Data:
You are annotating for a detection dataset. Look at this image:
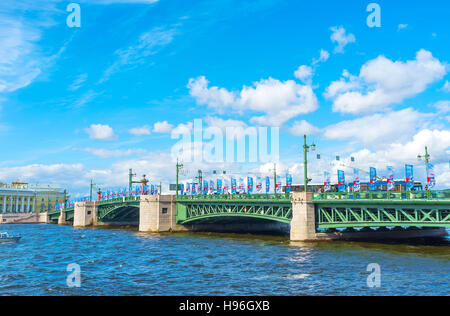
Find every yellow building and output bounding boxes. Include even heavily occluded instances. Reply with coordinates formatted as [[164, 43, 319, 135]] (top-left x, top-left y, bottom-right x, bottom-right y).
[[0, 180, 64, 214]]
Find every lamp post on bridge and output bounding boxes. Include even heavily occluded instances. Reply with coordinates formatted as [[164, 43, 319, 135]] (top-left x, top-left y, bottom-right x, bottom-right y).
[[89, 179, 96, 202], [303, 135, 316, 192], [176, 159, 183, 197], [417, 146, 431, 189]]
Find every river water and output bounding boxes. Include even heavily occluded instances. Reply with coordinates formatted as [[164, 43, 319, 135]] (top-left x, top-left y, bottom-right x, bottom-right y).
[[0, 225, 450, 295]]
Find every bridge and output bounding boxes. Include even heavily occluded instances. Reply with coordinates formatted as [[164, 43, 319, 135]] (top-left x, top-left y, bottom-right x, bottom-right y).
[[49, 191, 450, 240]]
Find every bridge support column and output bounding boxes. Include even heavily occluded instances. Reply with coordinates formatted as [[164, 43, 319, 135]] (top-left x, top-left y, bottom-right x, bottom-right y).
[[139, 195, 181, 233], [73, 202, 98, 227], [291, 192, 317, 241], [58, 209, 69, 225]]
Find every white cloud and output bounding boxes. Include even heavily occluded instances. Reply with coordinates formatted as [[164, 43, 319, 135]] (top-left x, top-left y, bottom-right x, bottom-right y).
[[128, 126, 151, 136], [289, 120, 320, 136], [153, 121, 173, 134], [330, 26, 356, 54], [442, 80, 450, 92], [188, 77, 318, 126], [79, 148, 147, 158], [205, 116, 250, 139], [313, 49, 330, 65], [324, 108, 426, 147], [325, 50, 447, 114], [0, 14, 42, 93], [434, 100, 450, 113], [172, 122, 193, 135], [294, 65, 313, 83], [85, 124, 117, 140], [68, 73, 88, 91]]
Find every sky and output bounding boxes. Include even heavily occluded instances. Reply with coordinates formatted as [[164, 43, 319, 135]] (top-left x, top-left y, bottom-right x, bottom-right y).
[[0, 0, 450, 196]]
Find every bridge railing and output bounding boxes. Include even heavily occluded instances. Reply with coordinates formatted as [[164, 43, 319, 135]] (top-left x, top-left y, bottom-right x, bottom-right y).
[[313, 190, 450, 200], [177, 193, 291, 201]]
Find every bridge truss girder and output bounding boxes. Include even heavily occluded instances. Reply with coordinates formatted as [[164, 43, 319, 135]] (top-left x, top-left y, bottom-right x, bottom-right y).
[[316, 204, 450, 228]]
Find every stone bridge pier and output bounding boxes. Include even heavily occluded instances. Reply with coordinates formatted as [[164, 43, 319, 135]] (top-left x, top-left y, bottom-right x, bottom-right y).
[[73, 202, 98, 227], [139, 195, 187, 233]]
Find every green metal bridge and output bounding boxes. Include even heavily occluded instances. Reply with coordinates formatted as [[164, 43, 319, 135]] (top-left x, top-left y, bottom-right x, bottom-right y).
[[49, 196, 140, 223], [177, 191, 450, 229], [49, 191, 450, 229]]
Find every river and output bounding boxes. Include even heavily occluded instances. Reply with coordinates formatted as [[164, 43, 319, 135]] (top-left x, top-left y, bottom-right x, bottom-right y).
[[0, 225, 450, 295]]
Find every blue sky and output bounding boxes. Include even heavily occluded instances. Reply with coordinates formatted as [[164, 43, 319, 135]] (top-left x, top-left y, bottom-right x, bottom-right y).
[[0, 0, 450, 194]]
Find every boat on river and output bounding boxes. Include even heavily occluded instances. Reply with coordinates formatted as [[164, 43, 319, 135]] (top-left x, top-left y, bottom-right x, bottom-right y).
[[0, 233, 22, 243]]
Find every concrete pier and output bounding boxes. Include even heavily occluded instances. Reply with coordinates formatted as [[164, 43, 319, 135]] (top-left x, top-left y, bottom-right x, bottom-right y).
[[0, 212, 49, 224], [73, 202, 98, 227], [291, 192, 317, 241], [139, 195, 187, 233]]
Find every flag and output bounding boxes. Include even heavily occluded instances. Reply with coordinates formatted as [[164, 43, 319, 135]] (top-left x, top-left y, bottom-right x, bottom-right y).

Written request:
Rewrite the material from the line containing "Find every bridge truss" through the line containing "[[316, 204, 450, 228]]", keeping every line in full and adding 147 to each bounding-box coordinate in the answers.

Full response:
Find every bridge truss girder and output bounding boxes. Include even heavily occluded instances. Reply with coordinates formatted as [[164, 43, 319, 135]] (top-left x, top-left y, bottom-right x, bottom-right y).
[[463, 351, 597, 375]]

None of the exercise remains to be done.